Passage fourni
I) Qu’est ce que c’est ?

Le renouvellement de l’écosystème est un sujet qui touche tous les sports professionnels, sans exception. Pour faire simple, il s’agit de l’ensemble des moyens mis en œuvre par les organisateurs (à travers les règlements) afin de maintenir un environnement cohérent et compétitif sur le long terme. En football, le système de ligues permet une rotation des équipes dans les divisions les plus cotées. Le phénomène de relégation/promotion est de mise en Europe, y compris en sports mécaniques pour les pilotes. Aux États-Unis, c’est différent. Les équipes sont franchisées et une fois crées, ne peuvent plus être délogées à moins d’un retrait volontaire. Le système de « draft » compense en injectant tous les ans de nouveaux talents.

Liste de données
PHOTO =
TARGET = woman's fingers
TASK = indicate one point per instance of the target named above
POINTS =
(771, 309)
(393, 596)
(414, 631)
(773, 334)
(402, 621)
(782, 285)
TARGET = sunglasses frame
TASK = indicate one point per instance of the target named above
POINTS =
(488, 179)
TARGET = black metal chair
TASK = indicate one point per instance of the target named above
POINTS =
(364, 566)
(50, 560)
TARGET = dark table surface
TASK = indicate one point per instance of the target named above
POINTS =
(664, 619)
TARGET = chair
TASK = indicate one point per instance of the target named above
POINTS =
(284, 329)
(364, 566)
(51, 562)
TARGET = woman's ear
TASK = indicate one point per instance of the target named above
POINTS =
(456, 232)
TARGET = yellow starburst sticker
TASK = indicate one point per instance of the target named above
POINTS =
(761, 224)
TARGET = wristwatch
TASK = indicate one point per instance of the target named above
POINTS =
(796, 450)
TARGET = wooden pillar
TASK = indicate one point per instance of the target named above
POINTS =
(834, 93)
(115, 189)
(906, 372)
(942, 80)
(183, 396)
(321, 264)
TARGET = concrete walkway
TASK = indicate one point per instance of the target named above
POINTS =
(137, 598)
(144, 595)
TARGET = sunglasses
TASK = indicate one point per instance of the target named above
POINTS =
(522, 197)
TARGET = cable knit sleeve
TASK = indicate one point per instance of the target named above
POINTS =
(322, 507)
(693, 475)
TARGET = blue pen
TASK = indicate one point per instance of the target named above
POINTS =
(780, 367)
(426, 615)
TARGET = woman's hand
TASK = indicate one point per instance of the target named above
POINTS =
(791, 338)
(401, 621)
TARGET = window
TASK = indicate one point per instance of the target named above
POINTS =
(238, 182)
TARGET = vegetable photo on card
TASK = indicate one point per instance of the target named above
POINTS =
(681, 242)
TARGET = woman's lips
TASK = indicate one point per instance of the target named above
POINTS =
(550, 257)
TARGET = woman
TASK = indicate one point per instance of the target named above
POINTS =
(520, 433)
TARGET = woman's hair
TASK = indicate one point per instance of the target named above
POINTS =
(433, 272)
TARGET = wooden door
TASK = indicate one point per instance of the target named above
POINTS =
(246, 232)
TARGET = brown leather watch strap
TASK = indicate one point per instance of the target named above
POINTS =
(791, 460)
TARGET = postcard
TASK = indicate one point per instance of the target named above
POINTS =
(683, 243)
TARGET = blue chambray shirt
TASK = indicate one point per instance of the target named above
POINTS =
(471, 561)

Consigne écrite 1
Selon le texte sur le renouvellement de l'écosystème sportif, qu'est-ce qui compense aux États-Unis le fait que les équipes franchisées ne peuvent plus être délogées ?
Consigne écrite 2
Prolongez, s'il vous plaît, le texte sur le renouvellement de l'écosystème dans le sport professionnel à partir de sa dernière phrase.

Réponse attendue 1
Le système de « draft », qui injecte tous les ans de nouveaux talents.

Réponse attendue 2
Bref, il existe différentes manières de maintenir durablement la compétition au sein d’une ligue ou d’un championnat, dans le but d’éviter toute domination outrancière. Ici, nous n’allons pas discuter de cet équilibre précieux liés aux entités participantes, et ce pour plusieurs raisons. Tout d’abord, l’histoire des sports mécaniques est empreinte de domination liée aux constructeurs. L’activité coûte très cher, et « personne ne peut empêcher quiconque de dépenser son argent ». Deuxièmement, DORNA a très largement œuvré à cela depuis l’introduction des CRT/Open, puis de l’ECU unique en 2016. Rappelons que nous avons eu quatre constructeurs différents titrés au championnat pilotes sur ces quatre dernières années, un nouveau record. Les concessions et les différentes aides permettent aux plus petites équipes de rivaliser avec les plus gros budgets.

 

Le renouvellement est absolument primordial dans l’entretien du spectacle. Il faut garder à l’esprit que des pilotes qui se succèdent au top ne donnent pas des idoles et n’assoient pas une base de fans à long-terme. Photo : Michelin Motorsport

 

II) Mais alors, quel est le problème ?

Qui, dans les faits, fait évoluer cet environnement ? Les pilotes. Et un énorme changement a lieu de ce point de vue. C’est de cela que nous allons parler. Le fait que KTM se sépare d’un champion Moto2 un an après son accession en catégorie reine est problématique, peu importe son résultat. C’est presque impossible à croire, mais il y a trop de pilotes excellents en Grands Prix. Si c’est une bonne chose pour le spectacle, cela pourrait bien devenir un souci à long terme. Explications.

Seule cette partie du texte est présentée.